__WORK INSTRUCTION__: Without changing a character, output all of the records.

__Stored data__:
Content starts

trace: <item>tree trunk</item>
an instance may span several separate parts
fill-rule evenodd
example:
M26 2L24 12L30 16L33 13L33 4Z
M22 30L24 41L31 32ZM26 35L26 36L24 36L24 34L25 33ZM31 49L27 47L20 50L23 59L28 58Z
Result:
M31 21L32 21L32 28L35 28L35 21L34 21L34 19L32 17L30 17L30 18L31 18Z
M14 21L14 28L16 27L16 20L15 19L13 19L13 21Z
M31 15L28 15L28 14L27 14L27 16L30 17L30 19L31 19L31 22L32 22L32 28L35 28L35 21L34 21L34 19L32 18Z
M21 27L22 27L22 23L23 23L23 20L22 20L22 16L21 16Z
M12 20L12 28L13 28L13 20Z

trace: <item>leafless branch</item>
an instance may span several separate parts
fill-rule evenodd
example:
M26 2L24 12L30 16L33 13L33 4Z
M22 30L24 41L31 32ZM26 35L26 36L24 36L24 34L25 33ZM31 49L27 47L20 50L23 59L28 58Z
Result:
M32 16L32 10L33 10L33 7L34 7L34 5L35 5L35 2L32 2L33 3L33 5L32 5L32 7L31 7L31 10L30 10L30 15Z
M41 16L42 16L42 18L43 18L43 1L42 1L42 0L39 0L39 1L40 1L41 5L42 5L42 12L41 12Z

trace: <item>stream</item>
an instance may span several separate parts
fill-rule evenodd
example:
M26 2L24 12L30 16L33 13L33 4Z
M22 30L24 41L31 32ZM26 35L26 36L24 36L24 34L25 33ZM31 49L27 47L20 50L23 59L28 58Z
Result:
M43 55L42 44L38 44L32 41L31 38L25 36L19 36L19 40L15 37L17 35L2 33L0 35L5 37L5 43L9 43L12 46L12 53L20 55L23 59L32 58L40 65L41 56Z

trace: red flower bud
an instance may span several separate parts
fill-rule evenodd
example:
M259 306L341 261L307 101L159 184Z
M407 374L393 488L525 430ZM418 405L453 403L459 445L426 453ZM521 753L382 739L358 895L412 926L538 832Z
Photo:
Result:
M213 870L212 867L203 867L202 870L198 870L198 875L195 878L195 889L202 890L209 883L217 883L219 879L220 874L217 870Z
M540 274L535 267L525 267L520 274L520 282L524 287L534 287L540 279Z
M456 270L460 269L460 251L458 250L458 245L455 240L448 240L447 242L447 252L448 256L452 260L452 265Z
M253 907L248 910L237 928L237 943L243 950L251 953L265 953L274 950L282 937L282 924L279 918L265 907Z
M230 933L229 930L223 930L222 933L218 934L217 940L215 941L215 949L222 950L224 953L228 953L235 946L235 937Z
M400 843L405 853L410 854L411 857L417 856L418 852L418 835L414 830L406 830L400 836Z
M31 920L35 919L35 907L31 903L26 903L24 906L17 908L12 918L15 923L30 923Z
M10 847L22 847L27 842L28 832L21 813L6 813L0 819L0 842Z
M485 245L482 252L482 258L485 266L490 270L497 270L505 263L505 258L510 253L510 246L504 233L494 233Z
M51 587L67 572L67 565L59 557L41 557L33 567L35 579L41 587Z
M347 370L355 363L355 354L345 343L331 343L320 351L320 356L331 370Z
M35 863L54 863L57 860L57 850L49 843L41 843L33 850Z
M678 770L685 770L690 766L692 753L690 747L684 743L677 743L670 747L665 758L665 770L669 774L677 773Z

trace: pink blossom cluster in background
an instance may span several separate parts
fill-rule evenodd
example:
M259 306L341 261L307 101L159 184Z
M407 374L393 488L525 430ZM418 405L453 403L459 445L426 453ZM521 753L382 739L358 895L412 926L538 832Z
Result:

Content ends

__EXERCISE ANSWER__:
trace: <item>tree trunk</item>
an instance may span several separate parts
fill-rule evenodd
example:
M26 2L24 12L30 16L33 13L33 4Z
M22 30L24 41L31 32ZM26 35L26 36L24 36L24 34L25 33ZM31 49L27 47L20 50L23 59L28 58Z
Result:
M31 21L32 21L32 28L35 28L35 21L34 21L34 19L32 17L30 17L30 18L31 18Z
M14 21L14 28L16 27L16 20L15 19L13 19L13 21Z
M31 15L28 15L28 14L27 14L27 16L30 17L30 19L31 19L31 22L32 22L32 28L35 28L35 21L34 21L34 19L32 18Z
M21 27L22 27L22 23L23 23L23 20L22 20L22 16L21 16Z
M12 20L12 28L13 28L13 20Z

trace: <item>leafless branch</item>
an instance may span several separate parts
fill-rule evenodd
example:
M26 2L24 12L30 16L33 13L33 4Z
M22 30L24 41L31 32ZM26 35L26 36L24 36L24 34L25 33ZM31 49L27 47L20 50L23 59L28 58Z
Result:
M32 16L32 10L33 10L33 7L34 7L34 5L35 5L35 2L32 2L33 3L33 5L32 5L32 7L31 7L31 10L30 10L30 15Z
M41 16L42 16L42 18L43 18L43 1L42 1L42 0L39 0L39 1L40 1L41 5L42 5L42 12L41 12Z

trace: <item>stream</item>
an instance may span several separate parts
fill-rule evenodd
example:
M26 2L24 12L30 16L33 13L33 4Z
M22 30L24 41L31 32ZM26 35L26 36L24 36L24 34L25 33ZM31 49L27 47L20 50L23 59L28 58Z
Result:
M43 55L42 44L38 44L32 41L31 38L25 36L19 36L19 40L15 37L17 35L2 33L0 35L5 37L5 43L9 43L12 46L12 53L20 55L23 59L32 58L40 65L41 56Z

trace: red flower bud
an instance may span several separate parts
fill-rule evenodd
example:
M259 306L341 261L307 101L159 184Z
M407 374L393 488L525 430ZM418 405L453 403L459 445L426 453ZM521 753L382 739L358 895L412 926L538 832Z
Photo:
Result:
M213 870L212 867L203 867L202 870L198 870L198 875L195 878L195 889L202 890L209 883L217 883L219 879L220 874L217 870Z
M540 274L535 267L525 267L520 274L520 282L524 287L534 287L540 279Z
M456 270L460 269L460 251L458 250L458 245L455 240L448 240L447 242L447 252L448 256L452 260L452 265Z
M253 907L248 910L237 928L237 943L243 950L251 953L265 953L274 950L282 937L282 924L279 918L265 907Z
M230 933L229 930L223 930L222 933L218 934L217 940L215 941L215 949L222 950L224 953L228 953L235 946L235 937Z
M400 843L405 853L410 854L411 857L417 856L418 852L418 835L414 830L406 830L400 836Z
M31 920L35 919L35 907L31 903L26 903L24 906L17 908L12 918L15 923L30 923Z
M10 847L22 847L27 842L28 832L21 813L6 813L0 819L0 842Z
M485 245L482 252L482 258L485 266L490 270L497 270L505 263L505 258L510 253L510 246L504 233L494 233Z
M51 587L67 572L67 565L59 557L41 557L33 567L35 579L41 587Z
M347 370L355 363L355 354L345 343L331 343L320 351L320 356L331 370Z
M35 863L54 863L57 860L57 850L49 843L41 843L33 850Z
M678 770L685 770L690 766L692 753L690 747L684 743L677 743L670 747L665 758L665 770L669 774L677 773Z

trace: pink blossom cluster in background
an instance may span several separate parts
fill-rule evenodd
example:
M259 306L341 261L307 101L159 184Z
M407 374L393 488L525 430ZM418 405L453 403L459 445L426 453ZM521 753L382 739L358 895L412 926L538 832Z
Result:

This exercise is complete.